Source document →
···

20 Jul 2024

Former Ukrainian MP who wanted to 'punch every Russian-speaking person' shot dead

11:07 am on 20 July 2024
Professor and former lawmaker Iryna Farion, who gives online Ukrainian language classes, poses in the western Ukrainian city of Lviv on April 5, 2022. In Lviv, where the national language is predominant, a group of academics is offering free lessons online to those around the country wishing to brush up on their Ukrainian speaking skills. A sizeable minority of Ukrainians speak Russian as their mother tongue, and many more are fluent, but in recent years, increasingly more people have decided to shift linguistic identity in rejection of Russia's politics. Since Russia launched a military invasion on Ukraine in late February, under the pretext of "de-nazifying" its neighbour and protecting Russian speakers there, the trend has soared. (Photo by Yuriy Dyachyshyn / AFP)

Professor and former lawmaker Iryna Farion. Photo: Yuriy Dyachyshyn / AFP

A gunman on Friday shot and killed a nationalist former member of Ukraine's parliament known for vociferous campaigns to defend the Ukrainian language.

Police launched a wide search for the man alleged to have shot Iryna Farion, 60, on a street in the western city of Lviv.

Lviv Regional Governor Maksym Kozytskyi said on Telegram that Farion had died after being taken to hospital. Interior Minister Ihor Klymenko had earlier said that the shooting was being treated as an attempted assassination.

President Volodymyr Zelensky said he was receiving regular reports on efforts to capture the gunman. He said any act of violence was to be condemned.

Farion, a linguist, became a member of the nationalist Svoboda (Freedom) party in 2005 and was elected to parliament in 2012, but failed in subsequent attempts to win a seat. She had also served on Lviv regional council.

···

Task →
List every person named in the news report about the Lviv shooting.

Excerpted records →
···

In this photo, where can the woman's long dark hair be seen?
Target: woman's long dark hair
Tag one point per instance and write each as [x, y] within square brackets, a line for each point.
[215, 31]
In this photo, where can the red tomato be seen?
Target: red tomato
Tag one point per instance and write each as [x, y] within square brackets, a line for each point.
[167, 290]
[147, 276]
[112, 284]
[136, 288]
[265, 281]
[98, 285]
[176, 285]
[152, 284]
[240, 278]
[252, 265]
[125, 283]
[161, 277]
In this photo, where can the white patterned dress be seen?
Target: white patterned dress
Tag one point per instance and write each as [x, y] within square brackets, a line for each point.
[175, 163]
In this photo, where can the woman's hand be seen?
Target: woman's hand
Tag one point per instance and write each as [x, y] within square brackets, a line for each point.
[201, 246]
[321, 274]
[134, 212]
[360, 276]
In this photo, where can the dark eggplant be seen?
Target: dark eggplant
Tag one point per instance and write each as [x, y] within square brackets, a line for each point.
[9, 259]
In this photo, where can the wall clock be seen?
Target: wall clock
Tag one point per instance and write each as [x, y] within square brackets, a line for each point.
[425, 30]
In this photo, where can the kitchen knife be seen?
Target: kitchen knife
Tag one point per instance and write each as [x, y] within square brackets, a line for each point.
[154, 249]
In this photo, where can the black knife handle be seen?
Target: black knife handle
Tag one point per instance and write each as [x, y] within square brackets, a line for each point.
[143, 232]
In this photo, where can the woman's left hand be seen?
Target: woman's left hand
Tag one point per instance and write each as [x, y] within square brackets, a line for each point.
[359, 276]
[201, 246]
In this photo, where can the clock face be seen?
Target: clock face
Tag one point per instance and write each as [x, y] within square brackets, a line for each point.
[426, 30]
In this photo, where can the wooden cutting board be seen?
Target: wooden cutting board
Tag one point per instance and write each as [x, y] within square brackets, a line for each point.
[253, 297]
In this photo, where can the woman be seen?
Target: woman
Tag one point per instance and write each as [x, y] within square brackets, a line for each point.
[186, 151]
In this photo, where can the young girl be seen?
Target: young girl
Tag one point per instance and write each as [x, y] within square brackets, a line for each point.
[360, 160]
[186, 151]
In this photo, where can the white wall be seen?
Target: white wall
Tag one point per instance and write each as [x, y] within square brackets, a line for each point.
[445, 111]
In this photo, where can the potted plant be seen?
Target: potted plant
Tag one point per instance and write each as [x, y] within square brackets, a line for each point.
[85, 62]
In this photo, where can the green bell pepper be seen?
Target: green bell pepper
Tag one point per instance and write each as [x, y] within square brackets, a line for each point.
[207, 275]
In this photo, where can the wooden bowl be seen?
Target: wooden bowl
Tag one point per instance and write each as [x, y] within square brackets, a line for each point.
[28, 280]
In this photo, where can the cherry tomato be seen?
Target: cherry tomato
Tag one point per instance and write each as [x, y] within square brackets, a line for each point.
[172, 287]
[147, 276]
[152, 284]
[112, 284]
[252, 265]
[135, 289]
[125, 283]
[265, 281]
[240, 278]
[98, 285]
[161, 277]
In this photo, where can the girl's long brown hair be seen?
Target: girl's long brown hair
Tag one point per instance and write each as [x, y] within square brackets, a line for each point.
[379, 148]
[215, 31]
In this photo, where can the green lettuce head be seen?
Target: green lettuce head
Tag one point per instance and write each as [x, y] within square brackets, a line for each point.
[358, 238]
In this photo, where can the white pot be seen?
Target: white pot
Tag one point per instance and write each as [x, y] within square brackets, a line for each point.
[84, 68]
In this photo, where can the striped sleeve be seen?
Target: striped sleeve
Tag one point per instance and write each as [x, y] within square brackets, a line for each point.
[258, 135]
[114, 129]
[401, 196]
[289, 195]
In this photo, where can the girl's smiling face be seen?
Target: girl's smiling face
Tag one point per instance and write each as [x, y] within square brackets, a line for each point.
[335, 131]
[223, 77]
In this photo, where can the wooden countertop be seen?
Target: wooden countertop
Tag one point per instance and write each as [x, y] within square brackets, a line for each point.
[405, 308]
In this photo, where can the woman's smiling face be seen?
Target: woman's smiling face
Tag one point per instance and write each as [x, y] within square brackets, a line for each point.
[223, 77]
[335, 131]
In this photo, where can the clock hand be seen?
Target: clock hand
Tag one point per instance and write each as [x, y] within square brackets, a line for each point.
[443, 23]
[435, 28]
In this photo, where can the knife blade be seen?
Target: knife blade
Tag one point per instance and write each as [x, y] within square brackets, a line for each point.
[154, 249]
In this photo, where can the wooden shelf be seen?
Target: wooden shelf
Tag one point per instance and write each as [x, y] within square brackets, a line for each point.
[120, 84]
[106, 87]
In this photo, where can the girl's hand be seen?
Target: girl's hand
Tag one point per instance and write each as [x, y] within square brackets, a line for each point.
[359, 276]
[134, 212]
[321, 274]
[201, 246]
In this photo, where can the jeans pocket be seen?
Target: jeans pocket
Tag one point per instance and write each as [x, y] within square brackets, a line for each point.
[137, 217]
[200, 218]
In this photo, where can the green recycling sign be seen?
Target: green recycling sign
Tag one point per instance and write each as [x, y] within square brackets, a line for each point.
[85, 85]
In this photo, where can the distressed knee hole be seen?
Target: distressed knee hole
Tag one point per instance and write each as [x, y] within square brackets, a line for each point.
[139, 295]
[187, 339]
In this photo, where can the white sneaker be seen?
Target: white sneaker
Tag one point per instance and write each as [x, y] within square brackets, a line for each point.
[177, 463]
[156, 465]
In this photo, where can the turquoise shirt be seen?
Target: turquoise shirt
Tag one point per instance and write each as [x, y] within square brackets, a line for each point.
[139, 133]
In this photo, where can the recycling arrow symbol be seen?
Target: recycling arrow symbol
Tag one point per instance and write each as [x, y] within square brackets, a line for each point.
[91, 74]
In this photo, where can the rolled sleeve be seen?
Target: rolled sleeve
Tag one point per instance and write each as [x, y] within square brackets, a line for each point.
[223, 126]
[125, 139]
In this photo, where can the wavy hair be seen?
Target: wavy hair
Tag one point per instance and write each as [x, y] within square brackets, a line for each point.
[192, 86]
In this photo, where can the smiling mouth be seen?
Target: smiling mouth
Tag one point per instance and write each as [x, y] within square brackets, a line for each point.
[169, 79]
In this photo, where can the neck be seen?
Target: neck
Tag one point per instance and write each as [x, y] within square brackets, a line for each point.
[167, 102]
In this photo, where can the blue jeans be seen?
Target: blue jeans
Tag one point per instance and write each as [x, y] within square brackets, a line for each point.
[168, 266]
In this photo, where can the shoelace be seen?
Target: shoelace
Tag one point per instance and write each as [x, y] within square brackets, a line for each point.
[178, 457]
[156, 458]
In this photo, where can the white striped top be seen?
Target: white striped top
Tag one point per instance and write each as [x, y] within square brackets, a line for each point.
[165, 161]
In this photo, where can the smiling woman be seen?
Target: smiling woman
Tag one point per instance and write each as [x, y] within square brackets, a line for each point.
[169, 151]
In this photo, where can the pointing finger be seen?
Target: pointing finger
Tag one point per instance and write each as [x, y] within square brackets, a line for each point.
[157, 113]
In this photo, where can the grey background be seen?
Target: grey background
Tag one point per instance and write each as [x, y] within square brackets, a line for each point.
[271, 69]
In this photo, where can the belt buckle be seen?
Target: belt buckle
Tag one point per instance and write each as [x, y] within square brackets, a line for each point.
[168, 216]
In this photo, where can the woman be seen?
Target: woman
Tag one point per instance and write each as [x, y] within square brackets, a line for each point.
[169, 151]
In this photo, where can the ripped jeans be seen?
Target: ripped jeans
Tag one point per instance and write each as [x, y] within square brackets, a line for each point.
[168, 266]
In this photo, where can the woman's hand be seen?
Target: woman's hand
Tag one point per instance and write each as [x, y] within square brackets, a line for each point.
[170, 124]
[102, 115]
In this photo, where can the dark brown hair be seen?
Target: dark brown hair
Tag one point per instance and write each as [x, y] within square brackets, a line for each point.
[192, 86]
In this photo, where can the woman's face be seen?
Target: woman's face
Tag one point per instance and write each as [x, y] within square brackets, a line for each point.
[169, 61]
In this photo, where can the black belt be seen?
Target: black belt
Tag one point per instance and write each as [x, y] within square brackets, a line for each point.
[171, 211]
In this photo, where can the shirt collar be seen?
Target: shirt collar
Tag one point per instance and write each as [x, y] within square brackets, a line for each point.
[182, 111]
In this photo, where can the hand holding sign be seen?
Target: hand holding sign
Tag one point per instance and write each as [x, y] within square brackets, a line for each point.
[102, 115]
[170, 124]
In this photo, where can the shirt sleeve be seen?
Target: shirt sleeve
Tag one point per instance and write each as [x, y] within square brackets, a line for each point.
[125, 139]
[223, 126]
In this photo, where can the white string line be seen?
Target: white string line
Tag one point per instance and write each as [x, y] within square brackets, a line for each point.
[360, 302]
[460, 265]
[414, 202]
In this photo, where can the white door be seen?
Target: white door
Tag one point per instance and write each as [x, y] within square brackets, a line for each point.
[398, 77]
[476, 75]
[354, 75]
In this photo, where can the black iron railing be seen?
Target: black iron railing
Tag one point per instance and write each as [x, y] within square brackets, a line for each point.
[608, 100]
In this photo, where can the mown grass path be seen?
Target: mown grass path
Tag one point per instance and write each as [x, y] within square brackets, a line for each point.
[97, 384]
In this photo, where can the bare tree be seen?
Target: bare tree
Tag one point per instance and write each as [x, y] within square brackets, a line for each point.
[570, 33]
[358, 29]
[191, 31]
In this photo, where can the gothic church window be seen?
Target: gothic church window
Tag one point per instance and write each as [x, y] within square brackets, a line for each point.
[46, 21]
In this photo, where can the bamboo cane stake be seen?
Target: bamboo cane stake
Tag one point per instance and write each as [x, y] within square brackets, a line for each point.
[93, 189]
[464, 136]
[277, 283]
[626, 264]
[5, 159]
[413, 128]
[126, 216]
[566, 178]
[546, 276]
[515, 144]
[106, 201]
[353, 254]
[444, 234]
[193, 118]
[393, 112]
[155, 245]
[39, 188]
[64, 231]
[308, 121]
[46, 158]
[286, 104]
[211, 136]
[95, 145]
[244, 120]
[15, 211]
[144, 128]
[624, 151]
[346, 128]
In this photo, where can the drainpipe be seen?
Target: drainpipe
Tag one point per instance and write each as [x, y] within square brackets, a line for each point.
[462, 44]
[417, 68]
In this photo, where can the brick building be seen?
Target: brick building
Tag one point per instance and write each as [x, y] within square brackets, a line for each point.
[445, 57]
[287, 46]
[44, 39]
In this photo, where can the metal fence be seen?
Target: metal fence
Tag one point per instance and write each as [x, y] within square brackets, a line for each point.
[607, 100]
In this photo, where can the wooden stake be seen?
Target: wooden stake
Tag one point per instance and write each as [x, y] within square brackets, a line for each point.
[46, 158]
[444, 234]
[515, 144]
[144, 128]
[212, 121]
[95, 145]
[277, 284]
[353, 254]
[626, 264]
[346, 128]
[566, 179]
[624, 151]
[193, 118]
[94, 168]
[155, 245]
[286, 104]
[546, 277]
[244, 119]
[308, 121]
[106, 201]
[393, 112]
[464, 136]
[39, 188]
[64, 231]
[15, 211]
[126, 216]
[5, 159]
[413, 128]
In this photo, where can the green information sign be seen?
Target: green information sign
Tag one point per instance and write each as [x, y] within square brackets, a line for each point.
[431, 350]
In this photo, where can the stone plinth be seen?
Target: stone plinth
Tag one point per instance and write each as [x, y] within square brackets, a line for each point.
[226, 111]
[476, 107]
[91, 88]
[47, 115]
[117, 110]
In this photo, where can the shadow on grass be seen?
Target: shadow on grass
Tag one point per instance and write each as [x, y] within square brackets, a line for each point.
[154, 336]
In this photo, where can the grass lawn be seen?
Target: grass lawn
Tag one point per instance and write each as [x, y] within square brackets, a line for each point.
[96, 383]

···

Answer to this exercise →
Iryna Farion
Yuriy Dyachyshyn
Maksym Kozytskyi
Ihor Klymenko
Volodymyr Zelensky